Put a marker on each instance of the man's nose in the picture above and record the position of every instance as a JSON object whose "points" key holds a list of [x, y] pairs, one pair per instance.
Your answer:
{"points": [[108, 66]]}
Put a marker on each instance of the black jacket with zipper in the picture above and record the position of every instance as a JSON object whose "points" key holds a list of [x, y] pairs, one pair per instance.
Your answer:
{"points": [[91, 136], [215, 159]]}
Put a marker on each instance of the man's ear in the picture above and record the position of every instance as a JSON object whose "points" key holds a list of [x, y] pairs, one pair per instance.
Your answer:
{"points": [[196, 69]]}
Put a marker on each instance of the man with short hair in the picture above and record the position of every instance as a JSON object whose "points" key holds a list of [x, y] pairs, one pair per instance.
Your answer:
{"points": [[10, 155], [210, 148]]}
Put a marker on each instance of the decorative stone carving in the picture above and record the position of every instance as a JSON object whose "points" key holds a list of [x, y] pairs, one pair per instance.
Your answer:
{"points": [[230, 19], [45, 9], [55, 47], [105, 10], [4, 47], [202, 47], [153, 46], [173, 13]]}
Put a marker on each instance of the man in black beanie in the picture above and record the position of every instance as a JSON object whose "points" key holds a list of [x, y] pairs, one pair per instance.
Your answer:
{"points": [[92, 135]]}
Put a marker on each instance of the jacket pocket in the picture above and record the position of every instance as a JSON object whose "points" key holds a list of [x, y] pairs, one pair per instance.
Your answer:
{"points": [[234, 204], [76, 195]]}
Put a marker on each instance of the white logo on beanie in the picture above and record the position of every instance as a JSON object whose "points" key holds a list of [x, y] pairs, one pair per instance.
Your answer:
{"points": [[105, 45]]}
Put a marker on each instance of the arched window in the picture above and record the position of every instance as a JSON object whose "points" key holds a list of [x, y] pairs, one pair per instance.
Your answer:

• • • • • • •

__Assignment__.
A word-for-word transcription of all the data is needed.

__Result__.
Put a marker on each instance of the man's nose in the picture above and record the position of every instance as a JSON object whose "points" key holds a list of [x, y] pairs, one pair per instance.
Your answer:
{"points": [[108, 66]]}
Put a marker on each instance of the black jacket with zipper in the picture above and record the position of every instance as a JSON object whose "points" key holds a list of [x, y] pairs, one pair per instance.
Your answer:
{"points": [[91, 136], [215, 159]]}
Put a marker on each instance of the man's ear in the picture above and record the position of every instance as a JSON object whose "points" key holds a list of [x, y] pairs, one pair per instance.
Your answer:
{"points": [[196, 69]]}
Put a marker on each instance of the man with short hair in the picture above and record the position of every instance as a JSON object whose "points" key holds a list of [x, y] pairs, one pair per instance.
Your answer:
{"points": [[10, 155], [210, 148]]}
Put a marker on each instance of the decorative stone carving in the picture above and record the position of every instance as a JSON object whose "points" key holds a list of [x, y] pairs, one pair per instance.
Your answer:
{"points": [[230, 19], [45, 9], [55, 47], [105, 10], [4, 47], [202, 47], [153, 46], [173, 13]]}
Put a marker on each instance of the man in black beanie in the picture above and record the position of every instance as a JSON object whose "points" key holds a list of [x, y] pairs, one pair per instance.
Your answer:
{"points": [[92, 135]]}
Put a marker on each instance of the jacket pocket in the picture above and record the position of every instance as a JSON object whose "points" key holds a list of [x, y] pairs, one pair per instance.
Your answer:
{"points": [[234, 204], [76, 195]]}
Put a marker on each instance of the white logo on beanie in the picture above and record the position of every instance as a JSON object whose "points" key holds a list of [x, y] pairs, one pair per instance.
Your answer:
{"points": [[105, 45]]}
Put a marker on each instance of the arched window in the picture above and record the position of every instance as a JSON object whose "points" key holds a list of [x, y] pairs, one pair per instance.
Your answer:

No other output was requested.